§ **Task statement**: Copy out all of the data exactly as it appears.
Listed entries section start
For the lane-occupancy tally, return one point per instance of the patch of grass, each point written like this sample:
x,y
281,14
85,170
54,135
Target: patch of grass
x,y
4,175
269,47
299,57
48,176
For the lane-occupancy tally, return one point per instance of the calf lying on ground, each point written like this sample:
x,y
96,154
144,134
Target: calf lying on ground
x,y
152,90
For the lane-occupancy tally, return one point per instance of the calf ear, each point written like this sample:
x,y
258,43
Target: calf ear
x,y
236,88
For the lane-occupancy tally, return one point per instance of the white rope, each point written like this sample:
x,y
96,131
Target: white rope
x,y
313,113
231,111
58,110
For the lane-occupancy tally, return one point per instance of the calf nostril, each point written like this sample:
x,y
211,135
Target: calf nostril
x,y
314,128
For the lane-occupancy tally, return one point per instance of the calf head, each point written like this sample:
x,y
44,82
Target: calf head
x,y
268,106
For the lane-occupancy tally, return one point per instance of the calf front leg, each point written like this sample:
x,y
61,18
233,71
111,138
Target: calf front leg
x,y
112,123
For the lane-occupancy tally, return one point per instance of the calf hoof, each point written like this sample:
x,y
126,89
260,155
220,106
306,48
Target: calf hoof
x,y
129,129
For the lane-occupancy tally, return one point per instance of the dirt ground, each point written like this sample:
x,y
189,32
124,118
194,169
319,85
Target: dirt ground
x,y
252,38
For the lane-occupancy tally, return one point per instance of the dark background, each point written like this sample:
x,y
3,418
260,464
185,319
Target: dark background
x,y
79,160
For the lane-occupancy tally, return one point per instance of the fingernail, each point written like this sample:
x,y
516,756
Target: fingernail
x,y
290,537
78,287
Listed entries section end
§ **Result of this exercise**:
For the lane-occupancy tally, return one point per instance of the patch of grass, each point written like this sample:
x,y
281,14
85,170
54,135
Target: patch of grass
x,y
4,175
269,47
299,57
48,176
For the lane-occupancy tally, return one point per instance of the calf lying on ground, each point written like this sample:
x,y
96,154
144,134
Target: calf lying on ground
x,y
152,90
For the lane-occupancy tally, return one point per instance of the calf ear, each point written like this sample:
x,y
258,43
Target: calf ear
x,y
236,88
For the lane-occupancy tally, return one point per instance of the white rope, each point written like this sample:
x,y
96,131
Target: white rope
x,y
313,113
231,111
58,110
For the lane-occupancy tally, return one point per instance of the calf nostril, each point written like this sample:
x,y
211,135
Target: calf nostril
x,y
314,128
For the lane-occupancy tally, return one point per instance of the calf head, each point written like this sample:
x,y
44,82
Target: calf head
x,y
268,106
For the lane-occupancy tally, return one point per instance of the calf front leg, each point written like this sample:
x,y
61,18
233,71
111,138
Target: calf front leg
x,y
112,123
For the lane-occupancy tally, return one point per instance of the calf hoof, each point written like this sample:
x,y
126,89
260,155
220,106
306,48
Target: calf hoof
x,y
129,129
For the lane-occupancy tally, return one point per instance of the dirt ground, each point written like this sample:
x,y
189,32
124,118
194,169
319,85
Target: dirt ground
x,y
252,38
For the lane-occupancy tally, return one point per instance of the dark background, each point written like this sample:
x,y
3,418
260,464
185,319
Target: dark background
x,y
79,160
For the lane-occupancy tally, return one point per instance of the fingernail, each point written like this sample:
x,y
516,756
Target: fingernail
x,y
290,537
78,287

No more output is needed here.